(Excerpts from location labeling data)
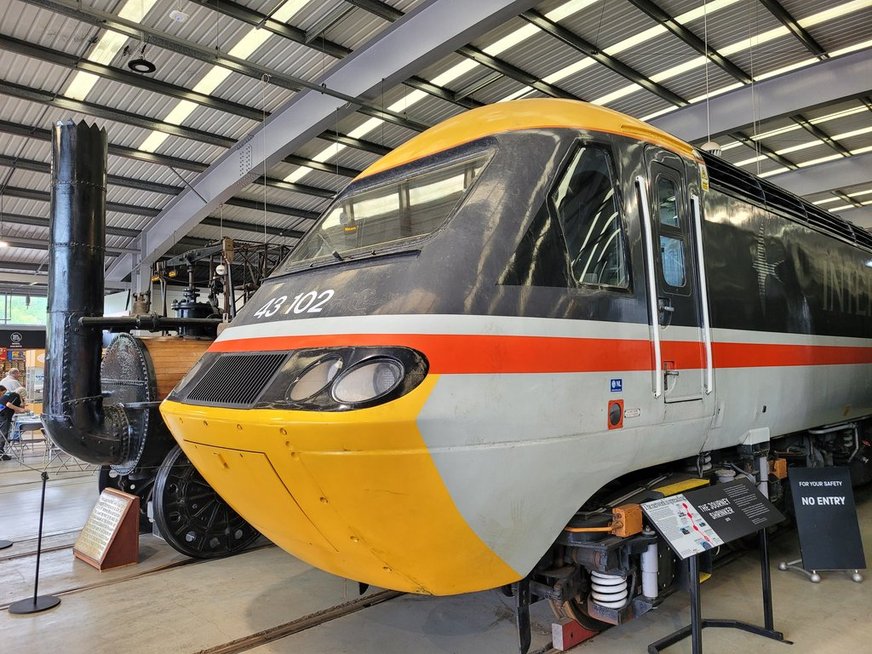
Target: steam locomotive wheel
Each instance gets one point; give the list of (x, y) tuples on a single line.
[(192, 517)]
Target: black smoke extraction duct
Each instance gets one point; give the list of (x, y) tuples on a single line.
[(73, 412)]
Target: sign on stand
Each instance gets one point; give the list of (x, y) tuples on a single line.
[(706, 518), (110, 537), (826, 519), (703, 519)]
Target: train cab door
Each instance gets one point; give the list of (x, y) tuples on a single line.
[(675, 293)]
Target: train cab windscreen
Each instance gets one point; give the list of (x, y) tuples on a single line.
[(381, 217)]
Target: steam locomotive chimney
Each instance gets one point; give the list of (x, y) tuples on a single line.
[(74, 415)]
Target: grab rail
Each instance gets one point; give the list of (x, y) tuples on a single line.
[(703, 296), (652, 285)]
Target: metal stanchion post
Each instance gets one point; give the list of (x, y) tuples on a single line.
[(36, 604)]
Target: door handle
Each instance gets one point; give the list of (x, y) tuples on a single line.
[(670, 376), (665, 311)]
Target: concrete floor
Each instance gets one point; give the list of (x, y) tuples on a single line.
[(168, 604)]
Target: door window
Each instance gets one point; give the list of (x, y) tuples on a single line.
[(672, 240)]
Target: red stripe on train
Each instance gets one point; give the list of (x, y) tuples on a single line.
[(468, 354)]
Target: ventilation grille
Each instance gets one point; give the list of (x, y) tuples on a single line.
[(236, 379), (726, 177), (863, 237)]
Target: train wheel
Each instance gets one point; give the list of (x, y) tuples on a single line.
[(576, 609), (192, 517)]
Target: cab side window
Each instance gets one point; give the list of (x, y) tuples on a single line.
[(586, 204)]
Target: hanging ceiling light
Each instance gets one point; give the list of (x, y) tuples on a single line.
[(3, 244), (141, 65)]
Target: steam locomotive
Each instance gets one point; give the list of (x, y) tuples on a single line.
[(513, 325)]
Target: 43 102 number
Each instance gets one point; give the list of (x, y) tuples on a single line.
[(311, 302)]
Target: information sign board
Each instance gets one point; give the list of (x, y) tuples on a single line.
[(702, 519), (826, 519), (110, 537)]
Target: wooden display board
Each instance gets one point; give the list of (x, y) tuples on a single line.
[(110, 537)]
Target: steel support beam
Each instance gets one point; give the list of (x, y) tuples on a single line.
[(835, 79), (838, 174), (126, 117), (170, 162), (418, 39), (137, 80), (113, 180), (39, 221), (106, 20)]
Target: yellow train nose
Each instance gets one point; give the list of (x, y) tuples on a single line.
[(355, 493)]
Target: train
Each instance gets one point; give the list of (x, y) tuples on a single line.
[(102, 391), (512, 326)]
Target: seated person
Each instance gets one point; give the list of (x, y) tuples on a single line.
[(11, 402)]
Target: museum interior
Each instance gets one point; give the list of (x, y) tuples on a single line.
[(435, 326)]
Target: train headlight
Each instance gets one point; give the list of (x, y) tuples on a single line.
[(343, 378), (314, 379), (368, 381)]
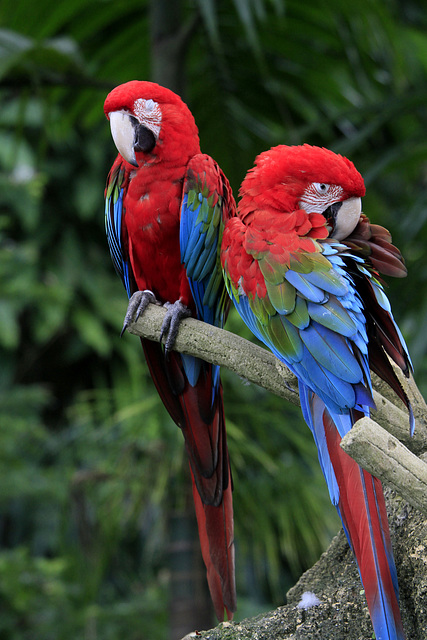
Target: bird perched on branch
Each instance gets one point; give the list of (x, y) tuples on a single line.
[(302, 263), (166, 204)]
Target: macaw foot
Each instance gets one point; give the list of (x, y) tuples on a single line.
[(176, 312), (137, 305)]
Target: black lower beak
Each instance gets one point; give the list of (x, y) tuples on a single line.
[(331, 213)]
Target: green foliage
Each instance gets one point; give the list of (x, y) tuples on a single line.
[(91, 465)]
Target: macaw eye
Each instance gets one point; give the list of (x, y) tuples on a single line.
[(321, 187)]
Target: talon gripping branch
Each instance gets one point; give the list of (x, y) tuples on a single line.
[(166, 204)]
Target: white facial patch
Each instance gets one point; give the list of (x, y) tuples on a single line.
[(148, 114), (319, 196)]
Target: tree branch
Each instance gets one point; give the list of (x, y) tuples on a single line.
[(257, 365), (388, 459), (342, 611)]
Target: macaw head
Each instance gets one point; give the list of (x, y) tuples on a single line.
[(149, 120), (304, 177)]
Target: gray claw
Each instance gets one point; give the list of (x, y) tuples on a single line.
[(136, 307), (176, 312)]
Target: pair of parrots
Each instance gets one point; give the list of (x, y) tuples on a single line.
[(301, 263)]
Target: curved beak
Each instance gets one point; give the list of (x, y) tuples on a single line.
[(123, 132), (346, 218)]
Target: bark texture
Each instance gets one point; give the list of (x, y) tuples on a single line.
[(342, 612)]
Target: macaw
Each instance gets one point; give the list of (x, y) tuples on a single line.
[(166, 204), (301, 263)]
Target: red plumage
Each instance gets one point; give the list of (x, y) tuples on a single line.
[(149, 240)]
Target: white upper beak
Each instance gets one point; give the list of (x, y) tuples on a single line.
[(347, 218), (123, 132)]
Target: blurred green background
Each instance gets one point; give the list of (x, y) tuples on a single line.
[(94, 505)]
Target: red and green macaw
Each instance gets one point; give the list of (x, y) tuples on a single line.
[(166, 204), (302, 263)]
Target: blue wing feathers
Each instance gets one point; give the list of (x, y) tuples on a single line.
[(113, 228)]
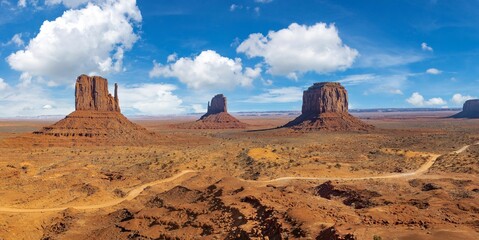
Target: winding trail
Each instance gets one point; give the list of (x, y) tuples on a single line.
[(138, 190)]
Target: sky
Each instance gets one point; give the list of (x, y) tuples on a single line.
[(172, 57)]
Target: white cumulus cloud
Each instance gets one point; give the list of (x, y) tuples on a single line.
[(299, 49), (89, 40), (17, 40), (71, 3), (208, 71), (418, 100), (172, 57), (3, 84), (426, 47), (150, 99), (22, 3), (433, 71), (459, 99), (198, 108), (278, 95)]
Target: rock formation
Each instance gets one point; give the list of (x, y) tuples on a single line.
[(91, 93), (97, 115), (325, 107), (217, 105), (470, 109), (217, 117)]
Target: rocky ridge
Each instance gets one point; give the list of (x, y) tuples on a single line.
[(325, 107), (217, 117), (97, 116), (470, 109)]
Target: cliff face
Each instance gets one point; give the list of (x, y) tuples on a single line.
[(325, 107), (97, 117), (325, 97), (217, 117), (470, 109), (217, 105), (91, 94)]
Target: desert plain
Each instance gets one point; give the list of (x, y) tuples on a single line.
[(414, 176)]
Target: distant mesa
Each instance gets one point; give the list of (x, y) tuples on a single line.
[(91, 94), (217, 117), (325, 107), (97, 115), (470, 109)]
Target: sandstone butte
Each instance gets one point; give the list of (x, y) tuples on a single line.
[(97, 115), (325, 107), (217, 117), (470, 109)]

> **TASK DESCRIPTION**
Can you turn all of the items above into a numbered list, dropping any blank lines and leaving the pictures out?

> **TASK RESULT**
1. Target: steam locomotive wheel
2. Each instance gets one point; give the list of (x, y) tuples on a single line.
3. [(192, 517)]
4. Target: black smoke extraction duct
5. Each instance gets one point; give the list of (x, y) tuples on a single line.
6. [(73, 412)]
7. Target: sign on stand
8. Each instance gets one point; give the list of (x, y) tuples on a single line.
9. [(706, 518), (110, 537), (826, 519), (703, 519)]
10. Target: train cab door
11. Each instance gets one point; give the list of (x, y) tuples on a single line.
12. [(675, 293)]
13. Target: train cab windscreen
14. Each instance gets one point; give the list of (x, y) tuples on a single line.
15. [(381, 217)]
16. Target: steam locomotive chimney
17. Each instance gets one point; give the list of (x, y) tuples on a single line.
18. [(74, 415)]
19. Target: grab rail
20. Each instance gets one point; give the list of (x, y) tuples on a single line.
21. [(703, 296), (652, 285)]
22. Target: metal stanchion post
23. Each instance gets one point; give the list of (x, y) tuples on a single line.
24. [(36, 604)]
25. Target: door handle
26. Each instance gets one point; give the list of (x, y) tuples on a single line.
27. [(670, 376), (665, 311)]
28. Target: concrete floor
29. Each instance gets one point; give the list of (x, y) tuples on a single line.
30. [(168, 604)]
31. Target: door window
32. Each instance gets one point; give the list of (x, y) tuples on a single line.
33. [(672, 240)]
34. Target: red stripe on train
35. Each instance gets one point; give the list of (x, y) tuples on a single line.
36. [(468, 354)]
37. Target: ventilation grille
38. Each instance gets one point; give the list of (x, y) tuples on a single line.
39. [(236, 379), (726, 177), (863, 237)]
40. Target: train wheel
41. Each instance gets one point; give the list of (x, y) tuples on a single line.
42. [(576, 609), (192, 517)]
43. Target: cab side window
44. Each instance gets one point; give the list of (x, y) tuples on a single line.
45. [(586, 204)]
46. Target: hanging ceiling light
47. Each instance gets one point; give the list of (x, y) tuples on a single line.
48. [(3, 244), (141, 65)]
49. Target: steam locomotive
50. Each instance gets one point; give the list of (x, y) tuples on a single line.
51. [(513, 325)]
52. Target: 43 102 number
53. Each instance gets one point; give the list of (x, y) tuples on a single line.
54. [(311, 302)]
55. Target: information sign board
56. Each instance gets one point; give the list of (x, y) tuples on a single line.
57. [(702, 519), (826, 519), (110, 537)]
58. Target: wooden display board
59. Each instance gets one point; give the list of (x, y) tuples on a single line.
60. [(110, 537)]
61. Target: steel support beam
62. Each instance gets one point; give the list of (x, y) tuples on a single line.
63. [(835, 79), (838, 174), (126, 117), (170, 162), (418, 39), (137, 80), (113, 180), (39, 221), (106, 20)]
64. Target: yellow train nose
65. Each instance gets one point; give the list of (x, y) tuples on a single line.
66. [(355, 493)]
67. Target: train
68. Each instance gets one point; give the list of (x, y) tuples on a single line.
69. [(102, 391), (512, 326)]
70. Target: seated person
71. Each instance gets one point; give the list of (x, y) tuples on a single line.
72. [(11, 402)]
73. Target: museum interior
74. Each instance gets one point; give the list of (x, y) tuples on a single line.
75. [(435, 326)]
76. Target: train headlight
77. Each instance gets one point; give the list of (x, y) tuples on a single line.
78. [(343, 378), (314, 379), (368, 381)]
79. Target: bird perched on branch
80. Each instance gets one point; give the list of (x, y) tuples on a single line.
81. [(302, 263), (166, 204)]
82. Target: macaw foot
83. Each instance gets one point; give the list of (x, y) tuples on a single line.
84. [(176, 312), (137, 305)]
85. Target: black lower beak
86. Each instance gets one point; give the list of (x, y) tuples on a single line.
87. [(331, 213)]
88. Target: green foliage
89. Each instance gets one point; give the list of (x, y) tuples on a single line.
90. [(91, 465)]
91. Target: macaw eye
92. Each instance gets one point; give the list of (x, y) tuples on a single line.
93. [(321, 187)]
94. Target: talon gripping branch
95. Each instance gets one point; give the list of (x, y) tuples on a single line.
96. [(166, 204)]
97. Target: white facial patch
98. Each instance gets one point; give the list of (x, y) tuples on a single line.
99. [(148, 114), (319, 196)]
100. Target: tree branch
101. Each instance gets one point; give the list of (x, y) tuples on a single line.
102. [(257, 365), (388, 459), (342, 611)]
103. Target: macaw head
104. Each instance gets one point; give the list of (x, y) tuples on a single line.
105. [(149, 120), (304, 177)]
106. Target: gray claw
107. Each instance gets one point; give the list of (x, y) tuples on a single line.
108. [(136, 307), (176, 312)]
109. Target: pair of parrots
110. Each instance gets one point; give the list of (x, y) tuples on a single line.
111. [(301, 263)]
112. Target: curved beak
113. Each instance gets one point; give the list of (x, y) tuples on a single line.
114. [(123, 132), (346, 218)]
115. Target: bark texture
116. Each instance gets one point; give the list of (x, y) tuples on a single line.
117. [(342, 612)]
118. Target: macaw
119. Each instance gets one point; give the list of (x, y) tuples on a single line.
120. [(166, 204), (301, 263)]
121. Target: red plumage
122. Each instance gets one point; give the list of (x, y) tuples on a single line.
123. [(149, 240)]
124. Target: white upper beak
125. Each instance gets one point; give the list of (x, y) tuples on a single line.
126. [(347, 218), (123, 132)]
127. Target: blurred green background
128. Each instance gets one point; give the list of (x, y) tuples on a single line.
129. [(94, 505)]
130. Target: red and green macaw
131. Each instance gets one point; give the list of (x, y) tuples on a single line.
132. [(166, 204), (302, 263)]
133. Target: blue wing feathers
134. Each instance gets one point; give the list of (x, y) tuples on a single line.
135. [(113, 228)]
136. Target: winding trail
137. Each instance gets one point; give the list of (x, y) tuples on a single line.
138. [(138, 190)]
139. Target: sky
140. Each instance gets one point; give the list of (x, y) tuples on a single line.
141. [(172, 57)]
142. Target: white cumulus cloud
143. Each instance gets one point; give the list of (x, y) tuples on a single line.
144. [(299, 49), (89, 40), (17, 40), (71, 3), (208, 71), (418, 100), (172, 57), (3, 84), (426, 47), (150, 99), (22, 3), (433, 71), (459, 99), (198, 108), (278, 95)]
145. Target: rock formation
146. Each instance gets one point; give the list of (x, y) tuples on a single line.
147. [(91, 93), (97, 115), (325, 107), (217, 105), (470, 109), (217, 117)]
148. Target: rocky ridge
149. Each instance gets one point; give the list of (x, y) tuples on a single line.
150. [(325, 107), (217, 117), (97, 116), (470, 109)]
151. Target: cliff face
152. Each instance gets one point; give the list of (x, y) tuples on a single line.
153. [(325, 107), (97, 117), (325, 97), (217, 117), (470, 109), (217, 105), (91, 94)]
154. Target: desert plain
155. Each instance gets one point; give the list of (x, y) tuples on a single line.
156. [(414, 176)]
157. Target: distant mesa
158. Each instance gets one point; give the list of (x, y) tuples on a single line.
159. [(91, 94), (217, 117), (325, 107), (97, 115), (470, 109)]
160. Target: sandstone butte
161. Each instance gets one point; give the list of (x, y) tuples on a single line.
162. [(97, 115), (325, 107), (217, 117), (470, 109)]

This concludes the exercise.